▶ [The task] Without changing a word, copy every line of the listing below and leave out the images.
═════ Provided entries ═════
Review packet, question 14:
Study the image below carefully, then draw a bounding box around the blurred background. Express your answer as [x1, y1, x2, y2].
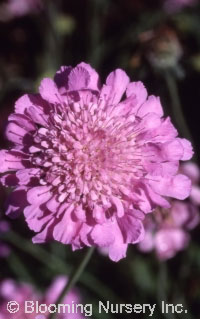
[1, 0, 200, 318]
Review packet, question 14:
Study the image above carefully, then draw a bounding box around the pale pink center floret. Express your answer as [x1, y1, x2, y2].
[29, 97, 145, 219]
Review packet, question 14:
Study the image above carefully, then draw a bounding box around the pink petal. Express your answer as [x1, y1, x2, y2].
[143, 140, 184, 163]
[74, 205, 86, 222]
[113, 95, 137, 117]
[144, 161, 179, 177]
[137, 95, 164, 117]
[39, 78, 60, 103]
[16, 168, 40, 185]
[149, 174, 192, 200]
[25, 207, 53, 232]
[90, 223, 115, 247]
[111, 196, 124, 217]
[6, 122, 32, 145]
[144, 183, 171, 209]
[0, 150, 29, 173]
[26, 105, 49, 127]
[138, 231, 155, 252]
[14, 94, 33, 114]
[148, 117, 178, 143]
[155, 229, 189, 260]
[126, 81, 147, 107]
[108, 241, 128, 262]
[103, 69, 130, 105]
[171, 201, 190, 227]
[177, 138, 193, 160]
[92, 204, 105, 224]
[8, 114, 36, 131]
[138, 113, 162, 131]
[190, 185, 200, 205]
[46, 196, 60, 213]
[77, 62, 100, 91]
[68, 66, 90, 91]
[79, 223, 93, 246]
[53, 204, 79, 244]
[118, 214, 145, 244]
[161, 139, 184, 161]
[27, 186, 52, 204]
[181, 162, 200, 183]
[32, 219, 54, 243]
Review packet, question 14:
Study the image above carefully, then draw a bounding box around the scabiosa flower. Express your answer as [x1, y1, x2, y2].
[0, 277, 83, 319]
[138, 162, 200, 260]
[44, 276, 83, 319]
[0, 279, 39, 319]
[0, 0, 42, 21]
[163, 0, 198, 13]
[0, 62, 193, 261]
═════
▶ [Output of the exercise]
Review packet, question 14:
Study the image below carefully, then draw a bounding box around the blurred background. Express your answer as [x1, y1, x2, y2].
[1, 0, 200, 318]
Review packet, question 14:
Study the image above carefully, then draw a bounding box around the pale pink center floret. Express your answer as [x1, y1, x2, y2].
[29, 97, 145, 219]
Review packet, question 14:
Study the image above carefully, then draw a bounding box around the pink petal. Express your answer as [x1, y1, x2, y2].
[143, 140, 184, 163]
[74, 205, 86, 222]
[113, 95, 137, 117]
[144, 161, 179, 177]
[137, 95, 164, 117]
[39, 78, 60, 103]
[16, 168, 40, 185]
[149, 174, 192, 200]
[25, 207, 53, 232]
[90, 223, 115, 247]
[111, 196, 124, 217]
[6, 122, 32, 145]
[144, 183, 171, 209]
[0, 150, 29, 173]
[26, 105, 49, 127]
[138, 231, 155, 252]
[14, 94, 33, 114]
[148, 117, 178, 143]
[155, 229, 189, 260]
[126, 81, 147, 107]
[108, 241, 128, 262]
[103, 69, 130, 105]
[171, 201, 190, 227]
[177, 138, 193, 160]
[92, 204, 105, 224]
[8, 114, 36, 131]
[138, 113, 162, 131]
[190, 185, 200, 205]
[46, 196, 60, 213]
[77, 62, 100, 91]
[68, 66, 90, 91]
[79, 223, 93, 246]
[53, 204, 79, 244]
[118, 214, 145, 244]
[161, 139, 184, 161]
[27, 186, 52, 204]
[181, 162, 200, 183]
[32, 219, 54, 243]
Review packet, question 14:
Study the image above carefully, then draw a bounding box around the scabiosa flower. Express your answer as [x1, y1, x2, y2].
[0, 277, 83, 319]
[138, 162, 200, 260]
[44, 276, 83, 319]
[0, 279, 39, 319]
[0, 0, 42, 21]
[163, 0, 198, 13]
[0, 62, 193, 261]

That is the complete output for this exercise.